* [Directions for this task] Retype the data below in full, keeping every character as it is.

* [Records for this task]

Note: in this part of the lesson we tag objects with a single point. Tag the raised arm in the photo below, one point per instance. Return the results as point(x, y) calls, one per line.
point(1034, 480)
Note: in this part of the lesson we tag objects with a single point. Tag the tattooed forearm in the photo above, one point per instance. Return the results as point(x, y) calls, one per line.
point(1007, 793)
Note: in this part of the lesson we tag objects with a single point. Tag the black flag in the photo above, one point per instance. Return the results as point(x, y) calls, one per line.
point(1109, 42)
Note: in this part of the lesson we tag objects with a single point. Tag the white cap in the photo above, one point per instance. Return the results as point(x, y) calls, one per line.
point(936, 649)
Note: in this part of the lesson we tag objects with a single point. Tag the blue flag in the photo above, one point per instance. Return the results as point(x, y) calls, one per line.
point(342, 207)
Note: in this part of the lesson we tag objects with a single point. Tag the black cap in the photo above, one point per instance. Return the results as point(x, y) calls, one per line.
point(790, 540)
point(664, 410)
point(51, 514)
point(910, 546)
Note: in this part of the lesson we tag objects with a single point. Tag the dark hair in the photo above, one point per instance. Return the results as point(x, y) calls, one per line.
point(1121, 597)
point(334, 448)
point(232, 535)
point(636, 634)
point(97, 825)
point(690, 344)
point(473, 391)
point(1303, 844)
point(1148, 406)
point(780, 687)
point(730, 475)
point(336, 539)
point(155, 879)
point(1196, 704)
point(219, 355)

* [Final answer]
Note: in this part of the lesson we tag objects with a single point. Tag the raised arm in the photo below, one point per instance. Return the results as point(x, y) calls, one per line.
point(1034, 480)
Note: in this part of the lesson we tag objects with a single point. Tag the tattooed forearm in the photo above, one point per instance. Return the results as point(x, y) calls, one per line.
point(1007, 793)
Note: in this part of the lesson we tag objects with a single point. Tag the black flag in the photo above, one point per instance. Return the results as point(x, y) calls, one per line.
point(1109, 42)
Note: in this part of the lesson we tag objects with a single point. Tag the white cap in the photo above, one point per instance. Return the results as point(x, y) calls, one per line.
point(936, 649)
Note: in this part of the lesson we tag objects with a single point. Tag the blue flag in the photo above, one point per instance. Return the results as point(x, y) calls, one per line.
point(342, 207)
Note: in this part of the lesson we tag objects with a single point. Tag the black cap in the photo above, one point per instance. Return the results as point(x, y) calls, one per line.
point(790, 540)
point(664, 410)
point(51, 514)
point(910, 546)
Note: in this part of the lesson we tag objects with a single point. Tag the dark hair in the photo above, one point per instance. Return the results as point(x, y) calls, one per line.
point(1121, 597)
point(334, 448)
point(232, 535)
point(636, 634)
point(97, 825)
point(690, 344)
point(473, 391)
point(1303, 844)
point(1148, 406)
point(780, 687)
point(730, 475)
point(336, 539)
point(155, 879)
point(1196, 704)
point(219, 355)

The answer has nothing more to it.